Задание »
Что показывают приборы у второго человека, который говорит «У меня болит сердце», согласно тексту о душевной боли ниже?

Фрагмент текста »
_ _ _ _ _
Когда человек свидетельствует о том, что у него болит живот, он свидетельствует о чем-то более или менее простом, физиологически и анатомически определенном. В ответ на заявление (1) его могут послать на УЗИ или на гастроскопию, и последняя может определить, что в определенном месте того, что он называет своим животом, образовалась язва, которая вызывает специфическое ощущение боли.

В случае же, когда человек говорит, что у него болит душа, он не может указать на то место в своем сознании, где именно у него болит. Он может сказать, что при этом у него теснит в сердце, ломит голову, что он испытывает неприятные ощущения под ложечкой, но это будут дополнительные, сопутствующие признаки, а вовсе не симптоматические точки, которые можно физиологически зафиксировать как места душевной боли.

В этом смысле истерия представляет собой и самый простой случай и самый сложный. Допустим, человек говорит: «У меня болит сердце», и кардиограмма показывает, что у него действительно какие-то существенные изменения сердечно-сосудистой системы. И допустим, второй человек говорит: «У меня болит сердце», а приборы показывают, что сердце у него совершенно здоровое. То есть у этого второго человека истерические боли в сердце (предположим, что такие действительно существуют). И вот вопрос заключается в том, что формально у человека с истерическими болями болит сердце, а фактически у него болит душа. В каком смысле этот случай можно назвать простым, а в каком сложным?
_ _ _ _ _
Состав набора данных »

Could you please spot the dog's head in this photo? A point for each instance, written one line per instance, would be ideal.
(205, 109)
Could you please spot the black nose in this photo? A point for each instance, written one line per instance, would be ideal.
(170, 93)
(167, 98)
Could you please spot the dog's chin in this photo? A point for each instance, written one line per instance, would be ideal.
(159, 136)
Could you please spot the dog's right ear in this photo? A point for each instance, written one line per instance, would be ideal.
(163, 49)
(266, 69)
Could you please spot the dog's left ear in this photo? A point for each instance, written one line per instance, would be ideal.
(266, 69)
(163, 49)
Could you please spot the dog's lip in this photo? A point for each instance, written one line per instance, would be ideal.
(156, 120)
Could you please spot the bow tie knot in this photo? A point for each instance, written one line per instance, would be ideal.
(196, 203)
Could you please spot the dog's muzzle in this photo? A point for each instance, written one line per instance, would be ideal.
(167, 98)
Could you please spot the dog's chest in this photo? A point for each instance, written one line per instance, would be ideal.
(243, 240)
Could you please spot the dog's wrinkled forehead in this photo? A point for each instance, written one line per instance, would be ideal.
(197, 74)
_ _ _ _ _
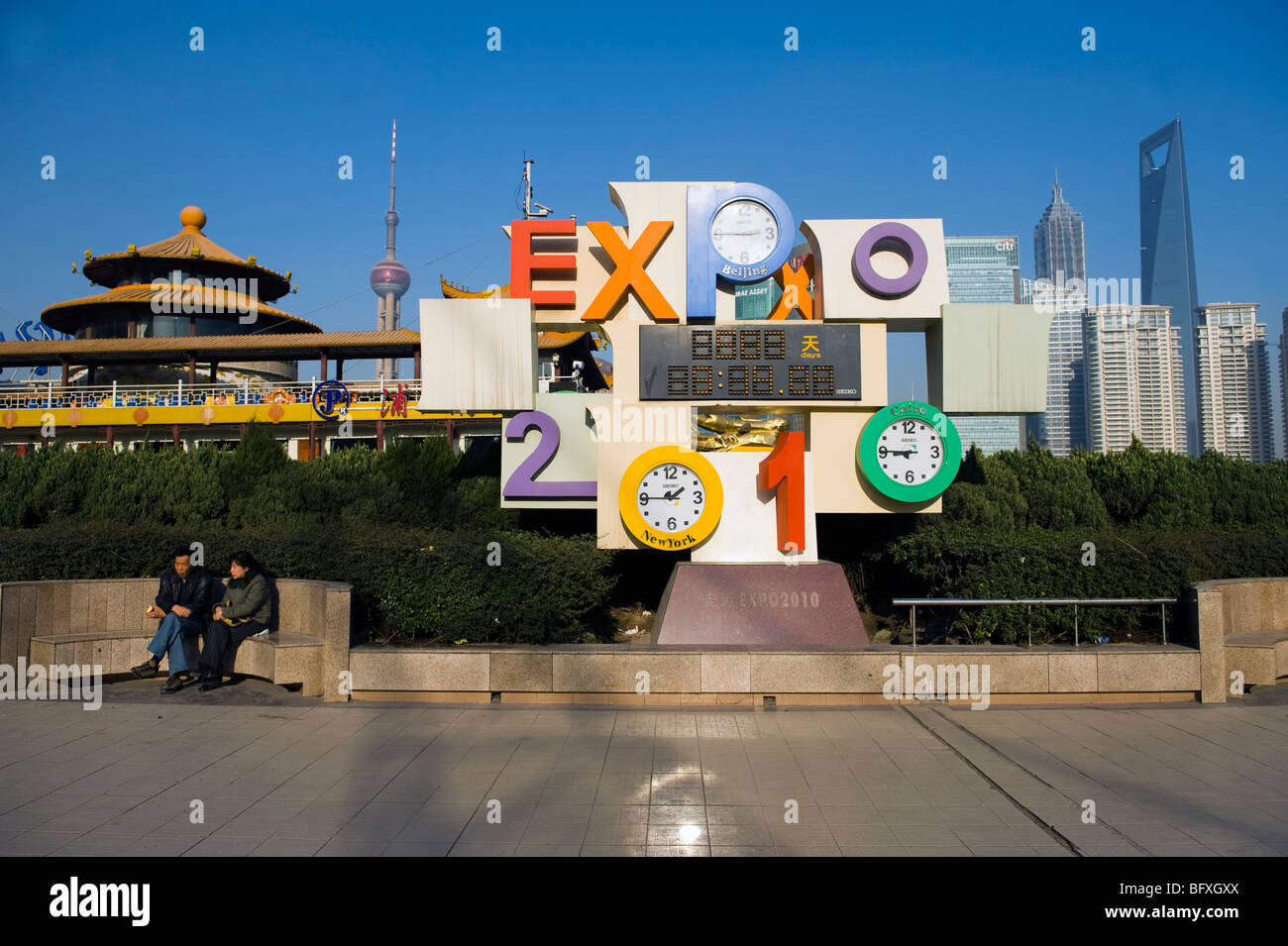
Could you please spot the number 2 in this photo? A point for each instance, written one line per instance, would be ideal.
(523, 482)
_ _ _ _ _
Решение задачи »
Приборы показывают, что сердце у него совершенно здоровое.